• **TEXT SEGMENT**
---

Stuart Fell is a professional actor and stuntman. Prior to this career, Fell served in the Parachute Regiment. He has appeared on British television many times, with his earliest role being in the LWT comedy series Hark at Barker, in which he plays the driver of a car that crashes when he's distracted by Ronnie Barker carrying a mannequin. In 1971, he appeared as an uncredited extra in the Doctor Who serial Terror of the Autons, and his last role came in 1998, as a stuntman in Duck Patrol.

He worked in over twenty Doctor Who stories in all, from 1971 to 1983, most often as a stuntman or actor, though he served once as a fight arranger in 1981. He was Dennis Moore on horseback in Monty Pythons Flying Circus, literally sitting in for John Cleese.

His small size made him ideal for a number of roles. He was able to get inside a number of small, cramped costumes and even doubled for Katy Manning and Louise Jameson (wearing their costumes on both occasions!). His large range of varied skills also earned him considerable praise. In several DVD commentaries, a number of people have remarked that "he could do anything" from juggling, fire-breathing, acrobatics, stilt-walking and ride a motorcycle. As a relatively young newcomer to stunt work, he was eager to prove himself. One example was in The Claws of Axos, where he is shot and then flipped backwards on a wire rig.

---

• **EXCERPTED DATA**
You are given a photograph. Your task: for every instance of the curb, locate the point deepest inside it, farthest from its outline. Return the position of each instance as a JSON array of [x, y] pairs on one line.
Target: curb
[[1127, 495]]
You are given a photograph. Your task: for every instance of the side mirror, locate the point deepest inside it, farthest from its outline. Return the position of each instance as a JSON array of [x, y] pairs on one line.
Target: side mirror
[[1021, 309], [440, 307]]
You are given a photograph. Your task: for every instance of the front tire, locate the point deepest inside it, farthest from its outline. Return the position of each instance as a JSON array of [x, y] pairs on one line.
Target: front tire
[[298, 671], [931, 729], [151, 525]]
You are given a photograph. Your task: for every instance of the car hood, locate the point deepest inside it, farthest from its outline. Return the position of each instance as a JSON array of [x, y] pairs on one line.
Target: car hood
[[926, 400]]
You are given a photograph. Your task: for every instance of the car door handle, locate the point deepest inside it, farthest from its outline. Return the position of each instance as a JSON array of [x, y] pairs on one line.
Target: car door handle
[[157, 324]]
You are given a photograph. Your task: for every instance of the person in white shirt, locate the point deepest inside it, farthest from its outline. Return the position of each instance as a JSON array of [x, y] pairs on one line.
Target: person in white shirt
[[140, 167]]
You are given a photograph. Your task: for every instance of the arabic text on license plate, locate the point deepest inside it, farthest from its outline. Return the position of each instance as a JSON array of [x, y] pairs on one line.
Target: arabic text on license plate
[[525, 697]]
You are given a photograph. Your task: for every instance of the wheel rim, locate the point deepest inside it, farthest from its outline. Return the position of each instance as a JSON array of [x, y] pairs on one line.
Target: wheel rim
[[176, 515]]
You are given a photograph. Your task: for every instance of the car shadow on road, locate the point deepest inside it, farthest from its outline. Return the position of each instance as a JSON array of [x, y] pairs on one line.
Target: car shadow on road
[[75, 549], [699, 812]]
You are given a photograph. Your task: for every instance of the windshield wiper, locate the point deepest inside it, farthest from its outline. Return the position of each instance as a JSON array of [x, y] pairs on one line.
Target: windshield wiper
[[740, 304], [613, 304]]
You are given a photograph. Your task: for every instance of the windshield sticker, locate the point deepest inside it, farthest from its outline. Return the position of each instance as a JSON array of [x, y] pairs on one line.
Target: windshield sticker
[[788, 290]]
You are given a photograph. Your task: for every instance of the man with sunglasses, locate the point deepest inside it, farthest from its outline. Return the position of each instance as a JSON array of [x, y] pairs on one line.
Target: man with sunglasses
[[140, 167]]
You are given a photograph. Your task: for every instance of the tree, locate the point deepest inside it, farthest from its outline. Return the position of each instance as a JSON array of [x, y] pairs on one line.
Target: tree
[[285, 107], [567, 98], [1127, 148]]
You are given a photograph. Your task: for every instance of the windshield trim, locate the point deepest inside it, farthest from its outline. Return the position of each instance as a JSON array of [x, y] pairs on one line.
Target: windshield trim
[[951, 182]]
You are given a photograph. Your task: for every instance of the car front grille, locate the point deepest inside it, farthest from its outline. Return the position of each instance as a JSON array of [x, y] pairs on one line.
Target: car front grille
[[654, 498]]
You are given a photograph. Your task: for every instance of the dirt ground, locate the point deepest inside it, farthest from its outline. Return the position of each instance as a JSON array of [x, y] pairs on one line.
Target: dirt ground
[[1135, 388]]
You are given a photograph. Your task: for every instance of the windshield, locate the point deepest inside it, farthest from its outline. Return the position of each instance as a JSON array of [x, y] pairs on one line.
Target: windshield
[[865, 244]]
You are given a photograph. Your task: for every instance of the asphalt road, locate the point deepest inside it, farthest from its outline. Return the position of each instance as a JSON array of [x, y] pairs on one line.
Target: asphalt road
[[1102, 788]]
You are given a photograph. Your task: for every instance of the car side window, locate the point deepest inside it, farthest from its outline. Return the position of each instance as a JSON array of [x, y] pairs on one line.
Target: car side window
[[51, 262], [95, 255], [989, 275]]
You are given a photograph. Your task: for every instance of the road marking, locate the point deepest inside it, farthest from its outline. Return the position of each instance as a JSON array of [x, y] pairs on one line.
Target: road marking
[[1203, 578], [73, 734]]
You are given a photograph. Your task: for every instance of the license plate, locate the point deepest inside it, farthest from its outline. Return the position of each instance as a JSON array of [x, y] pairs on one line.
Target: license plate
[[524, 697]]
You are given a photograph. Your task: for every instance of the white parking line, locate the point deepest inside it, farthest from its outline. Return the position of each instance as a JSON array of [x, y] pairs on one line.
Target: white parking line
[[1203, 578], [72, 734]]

---

• **SET OF TASKS**
1. According to the text about Stuart Fell, what job did he hold on a Doctor Who story in 1981?
2. Write out the text about Stuart Fell word for word, from "Stuart Fell is" up to and including "for John Cleese.".

• **FINAL ANSWERS**
1. Fight arranger.

2.
Stuart Fell is a professional actor and stuntman. Prior to this career, Fell served in the Parachute Regiment. He has appeared on British television many times, with his earliest role being in the LWT comedy series Hark at Barker, in which he plays the driver of a car that crashes when he's distracted by Ronnie Barker carrying a mannequin. In 1971, he appeared as an uncredited extra in the Doctor Who serial Terror of the Autons, and his last role came in 1998, as a stuntman in Duck Patrol.

He worked in over twenty Doctor Who stories in all, from 1971 to 1983, most often as a stuntman or actor, though he served once as a fight arranger in 1981. He was Dennis Moore on horseback in Monty Pythons Flying Circus, literally sitting in for John Cleese.